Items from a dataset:
********************

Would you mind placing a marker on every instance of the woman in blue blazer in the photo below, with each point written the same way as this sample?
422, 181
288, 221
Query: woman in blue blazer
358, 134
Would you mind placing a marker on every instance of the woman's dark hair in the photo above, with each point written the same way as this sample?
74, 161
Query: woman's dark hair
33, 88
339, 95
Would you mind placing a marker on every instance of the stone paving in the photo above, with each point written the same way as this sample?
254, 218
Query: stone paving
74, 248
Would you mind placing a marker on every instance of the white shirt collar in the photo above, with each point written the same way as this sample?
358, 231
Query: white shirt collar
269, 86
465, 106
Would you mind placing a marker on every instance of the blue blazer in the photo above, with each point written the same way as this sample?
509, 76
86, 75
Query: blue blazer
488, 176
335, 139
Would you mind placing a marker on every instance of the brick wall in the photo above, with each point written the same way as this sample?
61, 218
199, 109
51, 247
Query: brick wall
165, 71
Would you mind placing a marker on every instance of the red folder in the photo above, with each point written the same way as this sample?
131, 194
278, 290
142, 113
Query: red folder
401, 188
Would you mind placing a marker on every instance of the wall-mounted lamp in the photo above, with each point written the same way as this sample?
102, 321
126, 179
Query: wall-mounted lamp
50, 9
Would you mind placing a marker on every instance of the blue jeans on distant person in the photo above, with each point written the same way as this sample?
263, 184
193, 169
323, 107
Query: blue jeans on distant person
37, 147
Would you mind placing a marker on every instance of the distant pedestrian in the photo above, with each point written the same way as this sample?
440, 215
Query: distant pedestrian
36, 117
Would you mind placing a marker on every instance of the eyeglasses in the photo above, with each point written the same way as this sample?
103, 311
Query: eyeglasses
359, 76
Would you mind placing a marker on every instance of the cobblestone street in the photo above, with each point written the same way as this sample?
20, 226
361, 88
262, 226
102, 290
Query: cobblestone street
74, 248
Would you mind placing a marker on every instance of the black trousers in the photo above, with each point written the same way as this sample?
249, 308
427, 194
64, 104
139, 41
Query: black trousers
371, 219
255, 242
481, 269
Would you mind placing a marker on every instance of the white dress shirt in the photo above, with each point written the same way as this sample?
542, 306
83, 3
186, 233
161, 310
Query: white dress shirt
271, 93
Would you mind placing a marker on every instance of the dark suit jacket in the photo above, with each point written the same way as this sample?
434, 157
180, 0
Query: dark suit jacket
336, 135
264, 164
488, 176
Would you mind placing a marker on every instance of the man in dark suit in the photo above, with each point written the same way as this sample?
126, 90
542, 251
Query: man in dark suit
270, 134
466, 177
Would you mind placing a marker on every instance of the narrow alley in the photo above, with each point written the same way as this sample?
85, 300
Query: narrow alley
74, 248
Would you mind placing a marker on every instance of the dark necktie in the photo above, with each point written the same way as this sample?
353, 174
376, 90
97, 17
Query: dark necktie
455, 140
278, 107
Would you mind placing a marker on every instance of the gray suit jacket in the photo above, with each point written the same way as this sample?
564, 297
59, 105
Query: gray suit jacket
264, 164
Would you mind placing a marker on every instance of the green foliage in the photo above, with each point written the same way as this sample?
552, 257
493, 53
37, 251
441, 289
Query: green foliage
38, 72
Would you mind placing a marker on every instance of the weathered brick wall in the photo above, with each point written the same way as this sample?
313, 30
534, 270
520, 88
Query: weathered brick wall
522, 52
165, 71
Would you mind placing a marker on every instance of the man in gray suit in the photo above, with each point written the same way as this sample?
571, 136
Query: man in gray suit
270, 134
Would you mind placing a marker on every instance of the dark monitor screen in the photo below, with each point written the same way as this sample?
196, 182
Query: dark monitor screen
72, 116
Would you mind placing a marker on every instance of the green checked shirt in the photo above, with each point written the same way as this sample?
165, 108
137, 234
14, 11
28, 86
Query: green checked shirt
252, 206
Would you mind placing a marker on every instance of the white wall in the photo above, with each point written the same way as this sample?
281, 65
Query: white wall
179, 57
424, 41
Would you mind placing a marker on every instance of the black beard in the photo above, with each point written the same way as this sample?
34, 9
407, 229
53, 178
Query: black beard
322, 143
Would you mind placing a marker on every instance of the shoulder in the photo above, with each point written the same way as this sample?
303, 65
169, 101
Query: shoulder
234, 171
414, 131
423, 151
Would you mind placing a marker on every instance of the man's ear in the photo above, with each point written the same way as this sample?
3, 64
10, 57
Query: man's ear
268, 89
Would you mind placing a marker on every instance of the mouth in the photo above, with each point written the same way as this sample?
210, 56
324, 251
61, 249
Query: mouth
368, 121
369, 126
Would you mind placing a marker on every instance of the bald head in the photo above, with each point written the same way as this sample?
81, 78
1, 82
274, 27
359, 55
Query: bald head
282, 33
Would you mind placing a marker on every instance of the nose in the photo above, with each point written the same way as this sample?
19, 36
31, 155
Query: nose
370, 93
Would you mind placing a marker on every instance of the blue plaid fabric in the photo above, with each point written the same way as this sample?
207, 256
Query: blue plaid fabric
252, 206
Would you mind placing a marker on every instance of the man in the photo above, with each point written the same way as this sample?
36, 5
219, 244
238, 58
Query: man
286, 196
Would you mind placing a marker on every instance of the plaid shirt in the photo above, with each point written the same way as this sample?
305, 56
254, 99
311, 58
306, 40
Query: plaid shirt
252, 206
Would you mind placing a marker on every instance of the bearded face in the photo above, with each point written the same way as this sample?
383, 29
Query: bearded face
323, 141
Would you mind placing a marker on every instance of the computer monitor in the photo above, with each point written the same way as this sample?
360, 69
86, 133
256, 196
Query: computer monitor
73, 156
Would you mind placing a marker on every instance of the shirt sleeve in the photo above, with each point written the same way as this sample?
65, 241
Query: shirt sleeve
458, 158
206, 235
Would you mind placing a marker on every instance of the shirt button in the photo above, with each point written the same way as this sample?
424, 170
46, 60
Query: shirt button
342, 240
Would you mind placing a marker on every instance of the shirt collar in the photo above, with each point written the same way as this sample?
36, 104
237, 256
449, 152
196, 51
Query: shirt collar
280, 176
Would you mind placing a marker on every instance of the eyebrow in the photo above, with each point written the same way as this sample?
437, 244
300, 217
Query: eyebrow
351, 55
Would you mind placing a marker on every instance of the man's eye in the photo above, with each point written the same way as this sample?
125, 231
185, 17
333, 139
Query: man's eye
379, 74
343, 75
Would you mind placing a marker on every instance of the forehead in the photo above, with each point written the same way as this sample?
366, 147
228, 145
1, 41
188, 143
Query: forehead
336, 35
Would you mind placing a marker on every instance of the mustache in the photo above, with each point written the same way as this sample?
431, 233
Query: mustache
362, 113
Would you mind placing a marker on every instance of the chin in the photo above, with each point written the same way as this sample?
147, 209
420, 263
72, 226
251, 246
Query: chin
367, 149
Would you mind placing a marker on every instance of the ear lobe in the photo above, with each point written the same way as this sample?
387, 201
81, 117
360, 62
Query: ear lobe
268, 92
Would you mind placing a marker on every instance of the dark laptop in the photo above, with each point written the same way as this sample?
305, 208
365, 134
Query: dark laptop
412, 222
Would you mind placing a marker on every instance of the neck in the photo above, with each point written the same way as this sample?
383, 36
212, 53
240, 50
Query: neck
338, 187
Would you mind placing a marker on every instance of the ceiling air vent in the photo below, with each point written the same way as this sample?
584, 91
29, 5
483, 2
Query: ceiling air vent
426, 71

********************

• _PROBLEM DESCRIPTION_
Give back the data above exactly as it appears.

• _COMPLETE ANSWER_
Would you mind placing a marker on every instance of the woman in blue blazer in the photo below, with each point written the same way as this sample?
422, 181
288, 221
Query: woman in blue blazer
358, 134
Would you mind placing a marker on every instance of the woman's dark hair in the photo above, with each point written the same way as this sample?
74, 161
Query: woman's dark hair
33, 88
339, 95
Would you mind placing a marker on every instance of the stone paving in the photo above, with each point written the same way as this sample?
254, 218
Query: stone paving
74, 248
Would you mind placing a marker on every instance of the white shirt collar in the photo above, with each point written the same way as this sample?
358, 231
Query: white shirt collar
269, 86
465, 106
Would you mind placing a marker on every instance of the blue blazer in the photo above, with each point written the same way as this sample?
509, 76
86, 75
Query: blue blazer
488, 176
335, 139
Would you mind placing a marker on every instance of the brick wall in the photo above, with each point written the same way as this sample?
61, 218
199, 109
51, 247
Query: brick wall
165, 71
Would you mind placing a marker on every instance of the red folder in the photo above, with each point written the same way as this sample?
131, 194
278, 290
142, 113
Query: red folder
401, 188
Would you mind placing a marker on every instance of the wall-mounted lamp in the photo above, with each point written the same way as this sample?
102, 321
126, 179
Query: wall-mounted lamp
50, 9
Would you mind placing a marker on every instance of the blue jeans on distant person in the photo above, with each point written the same way as this sample?
263, 184
193, 169
323, 107
Query: blue jeans on distant person
37, 147
Would you mind placing a marker on every instance of the distant pedestrian in the photo above, with each point written the same way as this sample?
440, 215
Query: distant pedestrian
36, 117
Would you mind placing a marker on every instance of the eyeglasses in the photo above, with each point written the same way as this sample?
103, 311
Query: eyeglasses
359, 76
Would you mind placing a marker on every instance of the cobblestone street in the photo above, with each point written the same way as this sample?
20, 226
361, 88
262, 226
102, 290
Query: cobblestone street
74, 248
Would you mind placing a marker on every instance of the black trousers in the photo above, with each point written the same way as this sample?
249, 308
427, 194
64, 104
139, 41
Query: black trousers
371, 219
255, 242
481, 269
Would you mind placing a marker on every instance of the white dress shirt in the photo above, with each point written the same way as this sample?
542, 306
83, 3
186, 233
161, 310
Query: white dress shirt
271, 93
Would you mind placing a marker on every instance of the dark suit jacket in the photo above, with each point written the same way as this sample?
434, 157
180, 0
Query: dark suit jacket
336, 135
264, 164
488, 176
Would you mind placing a marker on every instance of the man in dark suit in the photo above, with each point written the same way as this sample?
126, 90
542, 251
Query: man in dark suit
270, 134
466, 177
Would you mind placing a marker on every instance of the narrow alley in the photo above, with each point written the same way as this sample?
85, 300
Query: narrow alley
74, 248
Would you mind placing a marker on every instance of the dark necktie in the photo above, with each point written the same way as this sample?
353, 174
376, 90
97, 17
Query: dark necktie
455, 140
278, 107
Would you mind placing a marker on every instance of the gray suit jacket in the photo above, with each point written the same way as this sample?
564, 297
59, 105
Query: gray suit jacket
264, 164
Would you mind placing a marker on every instance of the green foliage in the photo above, with each point written the same way as this sample?
552, 257
493, 53
37, 251
441, 289
Query: green foliage
38, 72
Would you mind placing a marker on every instance of the weathered brick wall in the photo above, with each point written the same way as this sample?
313, 30
534, 270
520, 88
Query: weathered brick wall
522, 52
165, 71
Would you mind placing a marker on every instance of the man in gray suit in the photo above, with each point written the same way as this sample?
571, 136
Query: man in gray suit
270, 134
Would you mind placing a marker on every instance of the dark monitor screen in the photo below, with each point written the same way as this sample?
196, 182
Query: dark monitor screen
72, 116
Would you mind placing a marker on every instance of the green checked shirt in the photo above, with each point written the same way as this sample?
165, 108
137, 234
14, 11
28, 86
Query: green checked shirt
252, 206
Would you mind placing a marker on every instance of the white wall in the photo above, with each point written the same way as this sample?
281, 65
Query: white wall
179, 57
424, 41
Would you mind placing a marker on every instance of the black beard in the photo above, with each point written the same way as this sample?
34, 9
407, 229
53, 178
Query: black beard
322, 143
Would you mind placing a marker on every instance of the shoulder in the photo above, with each point written the same way as this sample?
303, 65
169, 101
Query: shoulder
234, 171
414, 131
423, 151
Would you mind placing a marker on every instance of the man's ear in the photo above, with each point written the same way as this sample?
3, 64
10, 57
Query: man's ear
268, 89
Would you mind placing a marker on every instance of the mouth in the photo above, with each point written the same way as this sample?
210, 56
324, 251
61, 249
Query: mouth
368, 121
369, 126
Would you mind placing a marker on every instance of the bald head in the photo above, with each point written the same way as this sample?
81, 78
1, 82
274, 27
359, 55
Query: bald head
282, 33
Would you mind placing a marker on every instance of the nose in the photo above, with each point written the same way as this sample?
19, 36
31, 155
Query: nose
370, 93
Would you mind placing a marker on every instance of the blue plaid fabric in the photo above, with each point written the same way as this sample?
207, 256
Query: blue plaid fabric
252, 206
Would you mind placing a marker on every instance of the man in the photo above, with each point written the same way as this sample?
36, 5
219, 244
238, 58
Query: man
286, 196
Would you mind placing a marker on every instance of the plaid shirt in the photo above, with each point written the same way as this sample?
305, 56
254, 99
311, 58
306, 40
Query: plaid shirt
252, 206
Would you mind placing a marker on every instance of the bearded face in the photo above, with each point written the same way as this sample?
383, 29
Query: bearded face
323, 141
Would you mind placing a marker on every instance of the computer monitor in the photo above, with each point written the same way as this sample?
360, 69
86, 133
256, 196
Query: computer monitor
73, 156
Would you mind placing a marker on every instance of the shirt sleeve in the photo above, with each point written the same way as this sample?
65, 241
Query: shirt sleeve
458, 158
206, 235
Would you mind placing a marker on every instance of the shirt button in the photo above, with each point written the same way as this sample?
424, 170
46, 60
Query: shirt button
342, 240
Would you mind placing a marker on every instance of the shirt collar in the photo above, with each point written the same way as this sample?
36, 104
237, 256
449, 152
196, 51
Query: shirt collar
280, 176
Would you mind placing a marker on every instance of the eyebrow in the photo above, with each point written the same way as this sample?
437, 244
300, 217
Query: eyebrow
351, 55
Would you mind placing a marker on every instance of the man's eye in the photo above, with each point written the same way as this sample?
125, 231
185, 17
333, 139
Query: man's eye
379, 74
343, 75
Would you mind placing a marker on every instance of the forehead in the photo above, with each point written the same way as this sample?
366, 147
228, 145
1, 41
188, 143
Query: forehead
336, 35
Would you mind placing a marker on every instance of the mustache in the photo above, with each point written the same way as this sample?
431, 233
Query: mustache
362, 113
Would you mind placing a marker on every instance of the chin in the photo above, with each point written the same way as this sample?
147, 209
420, 263
72, 226
251, 246
Query: chin
367, 149
Would you mind placing a marker on every instance of the ear lobe in the photo above, with each point written the same way as this sample?
387, 201
81, 117
360, 62
Query: ear lobe
268, 92
Would you mind placing a marker on every instance of the dark laptop in the photo above, with each point written the same way as this sample?
305, 208
365, 134
Query: dark laptop
412, 222
Would you mind placing a marker on every instance of the neck in the photo above, with each point written the same way as this sample?
383, 36
212, 53
240, 50
Query: neck
338, 187
Would you mind placing a marker on every instance of the ceiling air vent in the photo below, with each point written the same way as this sample?
584, 91
29, 5
483, 2
Query: ceiling air vent
426, 71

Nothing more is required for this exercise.